**Information shown**.
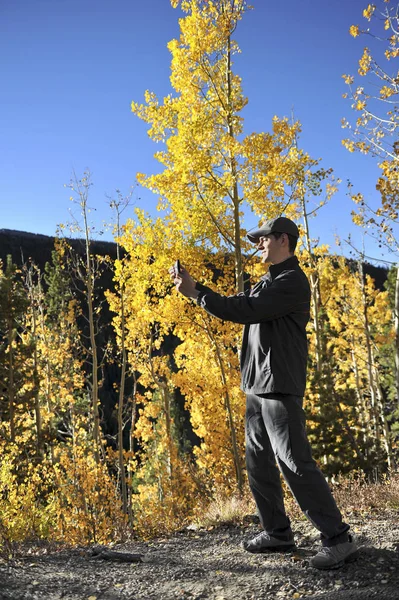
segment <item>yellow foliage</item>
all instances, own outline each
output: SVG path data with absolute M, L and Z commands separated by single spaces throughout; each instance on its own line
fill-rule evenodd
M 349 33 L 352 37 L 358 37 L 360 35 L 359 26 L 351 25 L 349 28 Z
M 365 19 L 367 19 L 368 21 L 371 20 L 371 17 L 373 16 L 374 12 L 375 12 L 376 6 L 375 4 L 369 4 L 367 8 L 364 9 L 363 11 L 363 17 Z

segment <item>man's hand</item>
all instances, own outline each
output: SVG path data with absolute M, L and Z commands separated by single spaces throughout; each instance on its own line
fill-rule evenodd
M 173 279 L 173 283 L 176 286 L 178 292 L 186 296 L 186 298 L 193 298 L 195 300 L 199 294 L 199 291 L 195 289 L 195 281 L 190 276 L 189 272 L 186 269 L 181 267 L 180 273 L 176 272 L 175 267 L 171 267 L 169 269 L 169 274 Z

**Do this**. Convert all the rows above into a numbered list, skipping any blank lines. Leave the pictures out of your answer.

**Response for this exercise**.
1. segment <item>yellow foliage</item>
2. all instances, own outline each
3. output: SVG path data with absolute M, L and Z commands separated by single spaces throughout; each instance on its own line
4. fill-rule evenodd
5. M 349 33 L 352 37 L 358 37 L 360 35 L 359 26 L 351 25 L 349 28 Z
6. M 365 19 L 367 19 L 368 21 L 371 20 L 371 17 L 373 16 L 374 12 L 375 12 L 376 6 L 375 4 L 369 4 L 367 8 L 364 9 L 363 11 L 363 17 Z
7. segment <item>man's hand</item>
8. all instances, own outline each
9. output: SVG path data with absolute M, L and Z commands separated by single spaces throughout; each instance on its own line
10. fill-rule evenodd
11. M 173 279 L 173 283 L 176 286 L 178 292 L 186 296 L 186 298 L 193 298 L 195 300 L 199 294 L 199 291 L 195 289 L 195 281 L 190 276 L 189 272 L 186 269 L 181 267 L 180 273 L 176 272 L 175 267 L 171 267 L 169 269 L 169 274 Z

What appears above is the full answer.